Repeat verbatim the lines of the data below, beginning with the line containing "the blue trash" and continuing to the end.

____________________

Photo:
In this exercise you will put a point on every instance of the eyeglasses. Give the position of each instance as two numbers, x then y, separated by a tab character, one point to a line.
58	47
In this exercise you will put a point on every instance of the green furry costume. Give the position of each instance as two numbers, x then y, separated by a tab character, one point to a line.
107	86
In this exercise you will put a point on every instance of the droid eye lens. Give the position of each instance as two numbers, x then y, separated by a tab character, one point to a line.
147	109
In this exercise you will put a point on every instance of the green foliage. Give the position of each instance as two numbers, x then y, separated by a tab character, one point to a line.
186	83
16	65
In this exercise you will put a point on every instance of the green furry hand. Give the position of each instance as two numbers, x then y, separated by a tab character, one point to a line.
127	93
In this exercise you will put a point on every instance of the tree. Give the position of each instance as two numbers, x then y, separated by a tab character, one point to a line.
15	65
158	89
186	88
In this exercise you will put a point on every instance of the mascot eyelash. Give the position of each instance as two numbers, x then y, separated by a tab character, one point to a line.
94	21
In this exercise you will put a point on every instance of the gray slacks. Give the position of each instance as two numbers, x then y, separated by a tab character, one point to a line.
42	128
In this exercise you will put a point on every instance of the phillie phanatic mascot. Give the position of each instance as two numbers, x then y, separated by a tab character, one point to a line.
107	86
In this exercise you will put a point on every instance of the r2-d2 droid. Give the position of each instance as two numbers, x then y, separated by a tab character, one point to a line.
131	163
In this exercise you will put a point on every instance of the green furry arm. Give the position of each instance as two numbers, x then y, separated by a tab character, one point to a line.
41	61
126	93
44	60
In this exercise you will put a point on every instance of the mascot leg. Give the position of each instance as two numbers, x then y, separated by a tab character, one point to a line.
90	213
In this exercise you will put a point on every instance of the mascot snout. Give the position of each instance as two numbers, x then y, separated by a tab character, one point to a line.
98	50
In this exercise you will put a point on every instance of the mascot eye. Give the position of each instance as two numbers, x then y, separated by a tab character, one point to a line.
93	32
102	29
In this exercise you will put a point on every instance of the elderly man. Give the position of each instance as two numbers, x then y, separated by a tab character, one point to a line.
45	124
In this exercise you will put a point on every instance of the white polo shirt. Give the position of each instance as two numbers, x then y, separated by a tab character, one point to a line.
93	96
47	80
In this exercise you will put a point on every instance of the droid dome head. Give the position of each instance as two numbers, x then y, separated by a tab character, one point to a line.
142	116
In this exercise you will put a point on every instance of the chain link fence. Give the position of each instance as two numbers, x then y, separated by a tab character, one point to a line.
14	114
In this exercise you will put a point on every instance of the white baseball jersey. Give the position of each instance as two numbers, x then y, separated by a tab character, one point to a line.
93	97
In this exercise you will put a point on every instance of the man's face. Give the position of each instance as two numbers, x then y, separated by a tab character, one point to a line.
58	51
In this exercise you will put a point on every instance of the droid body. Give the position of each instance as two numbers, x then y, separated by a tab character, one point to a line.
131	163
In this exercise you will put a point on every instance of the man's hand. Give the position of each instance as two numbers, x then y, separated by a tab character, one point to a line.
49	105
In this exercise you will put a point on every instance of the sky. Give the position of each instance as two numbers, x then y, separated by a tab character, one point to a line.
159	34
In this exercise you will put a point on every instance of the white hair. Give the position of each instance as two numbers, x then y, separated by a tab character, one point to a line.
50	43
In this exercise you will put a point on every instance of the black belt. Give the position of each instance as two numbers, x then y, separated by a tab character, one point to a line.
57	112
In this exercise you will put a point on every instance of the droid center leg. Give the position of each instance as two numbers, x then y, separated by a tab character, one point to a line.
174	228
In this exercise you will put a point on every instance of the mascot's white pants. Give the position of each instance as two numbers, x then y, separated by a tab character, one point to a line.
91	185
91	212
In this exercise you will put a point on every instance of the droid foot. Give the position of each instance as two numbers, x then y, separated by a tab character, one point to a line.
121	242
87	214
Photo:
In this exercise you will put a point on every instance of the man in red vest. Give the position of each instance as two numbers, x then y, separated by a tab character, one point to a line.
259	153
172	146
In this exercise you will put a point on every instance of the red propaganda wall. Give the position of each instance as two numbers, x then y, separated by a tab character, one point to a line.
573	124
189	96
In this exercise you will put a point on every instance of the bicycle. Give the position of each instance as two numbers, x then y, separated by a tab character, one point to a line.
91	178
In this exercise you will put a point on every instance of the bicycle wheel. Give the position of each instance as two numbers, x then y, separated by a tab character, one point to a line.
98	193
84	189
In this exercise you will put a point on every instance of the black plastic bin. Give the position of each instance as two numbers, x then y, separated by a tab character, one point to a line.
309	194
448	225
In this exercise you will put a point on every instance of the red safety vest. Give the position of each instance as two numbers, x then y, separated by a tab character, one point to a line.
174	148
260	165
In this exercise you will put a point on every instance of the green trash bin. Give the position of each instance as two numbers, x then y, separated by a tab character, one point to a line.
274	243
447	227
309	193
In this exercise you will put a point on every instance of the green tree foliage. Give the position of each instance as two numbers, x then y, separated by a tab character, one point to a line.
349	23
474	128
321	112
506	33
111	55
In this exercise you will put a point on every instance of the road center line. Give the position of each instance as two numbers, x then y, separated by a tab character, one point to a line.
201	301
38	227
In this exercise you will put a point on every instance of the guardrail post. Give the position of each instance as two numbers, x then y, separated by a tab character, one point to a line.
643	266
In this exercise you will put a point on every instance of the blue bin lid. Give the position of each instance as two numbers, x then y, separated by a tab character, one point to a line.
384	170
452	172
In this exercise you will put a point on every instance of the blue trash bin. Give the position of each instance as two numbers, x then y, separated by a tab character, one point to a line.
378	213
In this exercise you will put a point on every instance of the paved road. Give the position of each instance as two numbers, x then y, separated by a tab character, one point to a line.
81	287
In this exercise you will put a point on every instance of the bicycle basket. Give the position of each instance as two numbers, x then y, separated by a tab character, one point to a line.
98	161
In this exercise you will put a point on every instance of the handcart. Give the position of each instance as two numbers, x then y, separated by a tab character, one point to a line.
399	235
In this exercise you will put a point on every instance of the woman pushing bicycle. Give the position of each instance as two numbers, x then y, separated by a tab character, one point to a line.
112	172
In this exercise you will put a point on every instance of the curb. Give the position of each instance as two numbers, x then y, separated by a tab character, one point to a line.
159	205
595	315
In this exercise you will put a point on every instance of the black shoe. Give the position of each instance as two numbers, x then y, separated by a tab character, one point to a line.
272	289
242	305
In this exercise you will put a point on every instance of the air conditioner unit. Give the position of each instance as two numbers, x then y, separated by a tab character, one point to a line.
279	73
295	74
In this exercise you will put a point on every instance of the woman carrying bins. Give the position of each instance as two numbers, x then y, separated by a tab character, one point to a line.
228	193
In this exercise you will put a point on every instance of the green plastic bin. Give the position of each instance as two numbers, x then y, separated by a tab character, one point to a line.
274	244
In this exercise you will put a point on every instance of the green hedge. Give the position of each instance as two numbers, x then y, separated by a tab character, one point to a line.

____________________

> **Full solution**
In this exercise you will put a point on every instance of the blue trash bin. Give the position of each instance as two numbers, x then y, separated by a tab character, one point to a line.
378	213
In this exercise you will put a point on every instance of the paved road. Give the position of each instance as two numbers, x then y, separated by a tab character, one point to a line.
81	287
In this exercise you will put a point on every instance of the bicycle basket. Give the position of each instance as two numbers, x then y, separated by a tab character, one point to a line.
98	161
In this exercise you will put a point on every instance of the handcart. Give the position of each instance as two numbers, x then y, separated by a tab character, one point to a line.
399	235
In this exercise you will put a point on every instance of the woman pushing bicycle. Give the position of each instance as two numbers, x then y, separated by a tab character, one point to a line.
112	172
In this exercise you will put a point on every instance of the curb. Give the position of each instance as two numbers, x then y, separated by a tab character, one point to a line.
159	205
595	315
In this exercise you will put a point on every instance of the black shoe. Give the position of each instance as two numbers, x then y, separated by a tab character, one point to a line.
272	289
242	305
In this exercise you will put a point on every instance of the air conditioner unit. Give the position of each instance as two numbers, x then y, separated by a tab character, one point to a line.
279	73
295	74
In this exercise you will put a point on every instance of the woman carrying bins. Give the position of each instance as two numbers, x then y, separated by a tab character, one point to a line.
228	193
In this exercise you will put a point on every instance of the green plastic bin. Give the position of each instance as two numbers, x then y, separated by a tab character, one point to a line.
274	244
In this exercise you will put a point on every instance of the green hedge. Give the position of each instance as two numbers, x then y, separated by a tab character, one point to a line.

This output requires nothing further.